LOCHHEAD-LOCHHEAD-LOCHHEAD-LOCHHEAD-LOCHHEAD-LOCHHEAD
33333333333333333333333333333333333333333333333333333333333333
C3-C3-C3-C3-C3-C3-C3-C3-C3-C3-C3-C3-C3-C3-C3-C3-C3-C3
In response to the above Boggs post of "C1" above, WAYNE BISHOP wrote
on 31 Jan 2002 07:15:15-0800(my EMPHASIS):
BISHOP-BISHOP-BISHOP-BISHOP-BISHOP-BISHOP-BISHOP-BISHOP
C3a. "All this. . . (work by Benezet). . . really shows is that
there's nothing new under the sun. At least not in education over
the last century."
C3b. "REFUSAL TO DIRECTLY TEACH FOR TESTABLE READING AND WRITING
COMPETENCE, TO DIRECTLY TEACH FOR TESTABLE MATHEMATICS COMPETENCE HAS
BEEN GOING ON FOR A VERY LONG TIME."
C3c. "THE PEOPLE IT. . .(does "IT" mean failure to teach for testable
results, or Benezet's delay of arithmetic algorithms??). . . HURTS
MOST ARE THE LOW SES. . .(Socioeconomic Status). . . KIDS WHOSE
PARENTS ARE NOT WELL EDUCATED; those with no compensating mechanisms.
Their only access to upward societal mobility (barring the lottery,
exceptional talent in sports or music, or some such) is through
education but we keep trying, decade after decade, to deny them that
opportunity. Amazing."
C3d. "It . . .(the material at the Benezet Centre). . . IS. . .
(fascinating). . . Especially number 7. . .(Related Article #7
regarding). . . SOLVING STANDARD ALGEBRA PROBLEMS WITHOUT ALGEBRA.
Algebra competence appears to correlate with future academic success
even more consistently than formal reading competence (mostly because
algebra competence implies a level of reading competence but not vice
versa) so what to do? Avoid developing algebra competence.
Especially among ignorant po' folk. Amazing."
BISHOP-BISHOP-BISHOP-BISHOP-BISHOP-BISHOP-BISHOP-BISHOP
R3-R3-R3-R3-R3-R3-R3-R3-R3-R3-R3-R3-R3-R3-R3-R3-R3-R3
R3a. Bishop seems to imply that the Benezet-Berman experiment was
(is) the same old educational stuff of the past century. I wonder if
Bishop could amplify and/or document this assertion?

▸ BRIEF A
Translate this sentence from the forum post into Spanish: "I wonder if Bishop could amplify and/or document this assertion?"
The forum post and the entries that come after it are unrelated to each other.

▸ PROVIDED RECORDS
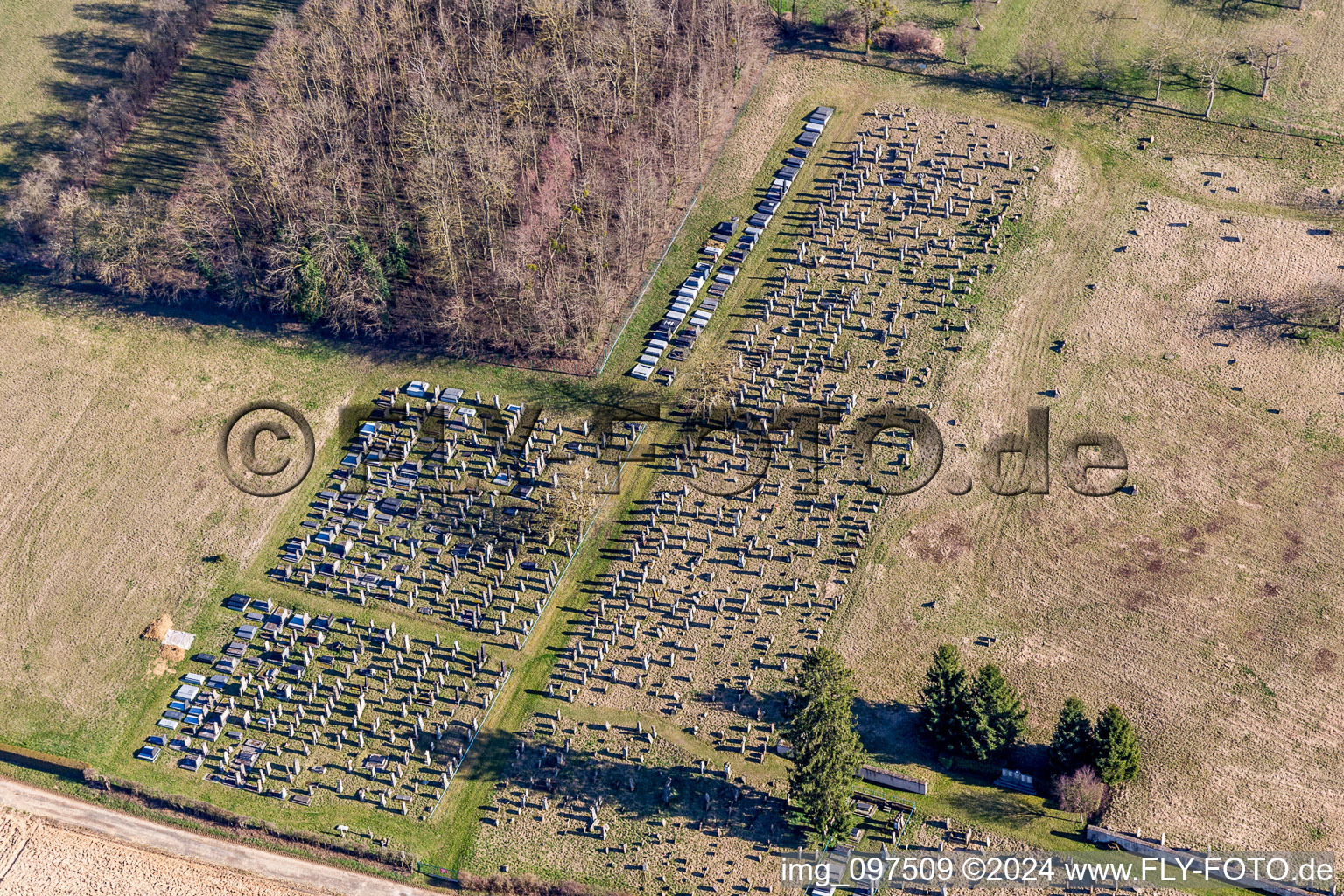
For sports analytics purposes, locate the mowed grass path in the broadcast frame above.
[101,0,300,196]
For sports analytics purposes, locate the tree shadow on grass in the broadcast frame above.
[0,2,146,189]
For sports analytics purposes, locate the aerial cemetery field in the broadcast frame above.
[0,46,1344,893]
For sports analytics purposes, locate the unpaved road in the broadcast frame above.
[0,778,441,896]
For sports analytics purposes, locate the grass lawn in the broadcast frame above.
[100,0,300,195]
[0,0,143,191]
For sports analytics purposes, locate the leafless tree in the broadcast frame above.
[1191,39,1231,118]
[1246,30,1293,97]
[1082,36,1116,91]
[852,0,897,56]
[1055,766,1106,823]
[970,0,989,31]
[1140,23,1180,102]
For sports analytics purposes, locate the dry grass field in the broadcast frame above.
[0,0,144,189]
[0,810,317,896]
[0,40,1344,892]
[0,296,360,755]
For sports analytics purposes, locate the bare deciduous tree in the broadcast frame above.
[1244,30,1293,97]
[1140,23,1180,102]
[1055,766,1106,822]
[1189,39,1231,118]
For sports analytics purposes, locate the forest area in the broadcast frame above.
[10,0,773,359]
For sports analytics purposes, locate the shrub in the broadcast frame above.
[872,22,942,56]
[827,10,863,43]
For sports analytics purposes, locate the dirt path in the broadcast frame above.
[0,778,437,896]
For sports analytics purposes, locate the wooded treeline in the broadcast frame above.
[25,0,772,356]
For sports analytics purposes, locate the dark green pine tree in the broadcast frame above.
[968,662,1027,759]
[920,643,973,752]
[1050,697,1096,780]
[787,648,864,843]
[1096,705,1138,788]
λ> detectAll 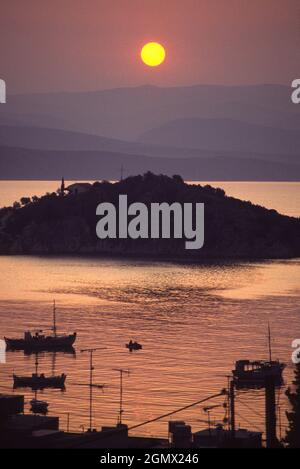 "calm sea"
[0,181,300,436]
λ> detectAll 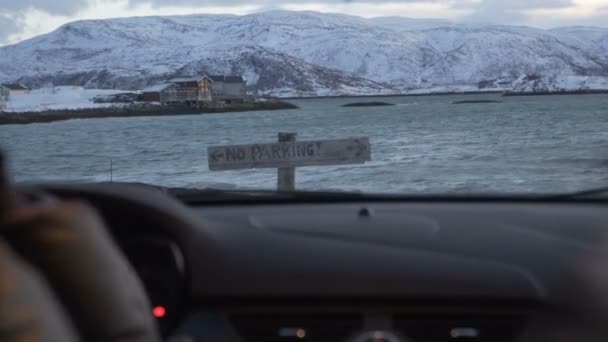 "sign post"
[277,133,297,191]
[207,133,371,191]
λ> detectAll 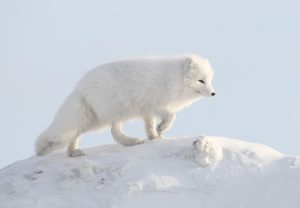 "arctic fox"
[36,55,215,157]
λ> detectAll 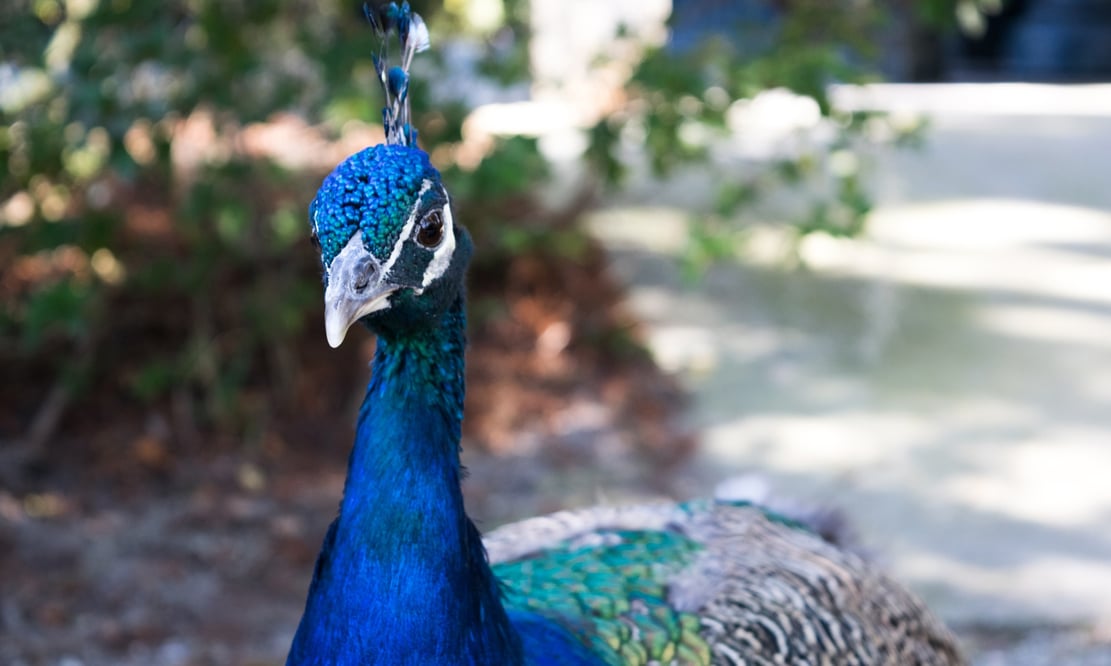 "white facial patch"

▸ BRIEF B
Multiply every bounding-box coordinate by 1.6 and round to whole numbers, with halves rounded up. Then write out the entries again, requests included, starting at the beginning of the entries and stopping after the line that contains "[0,2,146,189]", and leave the pictures out.

▸ EXERCISE SOLUTION A
Me pregunto si Bishop podría ampliar y/o documentar esta afirmación.

▸ EXERCISE SOLUTION B
For sports analytics purposes, locate the mowed grass path in the broadcast frame above.
[162,0,480,314]
For sports analytics purposes, locate the tree shadow on grass in the broadcast frame above.
[0,3,234,302]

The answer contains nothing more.